▶ [作業の指示] 下にあるヴォルテマーデ選手の紹介文に、名前が出てくるクラブチームをすべて書き出してください。代表チームは含めません。

▶ [本文の抜粋]
今夏、ドイツ・ブンデスリーガからイギリス・ニューカッスルへ総額8000万ユーロでの移籍が決定したニック・ヴォルテマーデ(Nick Woltemade)
今シーズンイサクを欠く可能性のあるニューカッスルにおいて待望のCFの加入となりましたので、今回は彼について紹介していきます。
ゴールで綴る成長譚 ーー港町の少年が欧州の頂を目指すまで
2002年2月14日、ドイツ北部の港町ブレーメンにニック・ウォルテマーデは生まれました。地元のクラブでサッカーを始めると同時にハンドボールにも親しみ、複数の競技経験によって動きの多様性や反射神経を磨きました。
2010年、わずか8歳でヴェルダー・ブレーメンのユースに加入すると、その才能は瞬く間に花開き、U-17時代の2018–19シーズンには24試合で18得点8アシストという圧巻の成績を残し、U-19でもゴールを量産して全国的に注目を集めました。
母コリーナさんは、そんな息子を陰ながら支えた存在です。家庭の食卓を「スポーツ選手向けの食事」へと切り替え、成長期の体を支えたことが、ユース時代の重要な試合でゴールを決める力につながったと本人も振り返っています。温かな家庭環境と実践的なサポートは、彼の人間性やプロ意識を形づくる土台となりました。
2020年2月1日、17歳と11か月16日というクラブ史上最年少でブンデスリーガデビューを果たし、長身ながらも柔らかな技術と得点感覚を兼ね備えた“新星”としてブレーメンサポーターに迎えられました。
しかし、当時のチームは降格争いに直面しており、彼自身も安定した出場機会を得られず苦しい時期を経験します。
そこで再起の場となったのが2022年のレンタル移籍でした。3部リーグのSVエルフェアスベルクで31試合10ゴールを挙げ、チームの昇格に貢献。さらにリーグ年間最優秀選手に選ばれたことで、失いかけていた自信を取り戻すことに成功しました。
そして2024年夏、幼い頃から憧れたVfBシュトゥットガルトと4年契約を締結します。移籍初年度の2024–25シーズンにはブンデスリーガで12得点、公式戦全体で17ゴールを記録し、DFBポカール決勝でもゴールを決めて優勝に貢献しました。瞬く間にサポーターの心をつかみ、このシーズンの活躍によって新人賞やベストイレブンにも名を連ねる飛躍の年となりました。
代表チームにおいても、その歩みは止まりません。ドイツU-21代表で18試合13ゴールと高い決定力を誇り、2025年のU-21欧州選手権では大会得点王に輝いてチーム・オブ・ザ・トーナメントにも選出されました。
同年6月にはA代表デビューも果たし、“Big Nick”“Goaltemade”といった愛称で注目を集める存在へと成長しています。本人は2026年ワールドカップ出場を明確な目標に掲げており、その実現可能性は日ごとに高まっています。
インタビューでは母や家族への感謝を繰り返し口にしており、その家族思いで誠実な人柄もファンから高く評価されています。

▶ [データ行]

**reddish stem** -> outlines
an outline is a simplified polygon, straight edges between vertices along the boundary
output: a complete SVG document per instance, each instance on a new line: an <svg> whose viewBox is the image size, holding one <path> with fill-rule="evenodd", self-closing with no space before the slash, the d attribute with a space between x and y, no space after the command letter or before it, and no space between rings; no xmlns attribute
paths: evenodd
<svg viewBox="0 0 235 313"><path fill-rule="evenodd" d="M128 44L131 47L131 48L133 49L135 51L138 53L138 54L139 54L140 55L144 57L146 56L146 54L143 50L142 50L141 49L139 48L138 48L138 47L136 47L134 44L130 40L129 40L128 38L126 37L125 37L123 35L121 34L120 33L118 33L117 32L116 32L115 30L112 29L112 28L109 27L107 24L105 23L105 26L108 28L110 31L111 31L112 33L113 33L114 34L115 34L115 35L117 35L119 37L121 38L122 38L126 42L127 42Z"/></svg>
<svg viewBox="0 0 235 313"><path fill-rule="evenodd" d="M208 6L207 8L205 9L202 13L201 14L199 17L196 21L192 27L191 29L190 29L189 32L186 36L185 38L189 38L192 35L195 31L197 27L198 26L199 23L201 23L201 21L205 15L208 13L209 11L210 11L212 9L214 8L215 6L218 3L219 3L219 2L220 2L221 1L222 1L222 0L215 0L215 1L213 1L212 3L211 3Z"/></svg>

▶ [解答]
ヴェルダー・ブレーメン
SVエルフェアスベルク
VfBシュトゥットガルト
ニューカッスル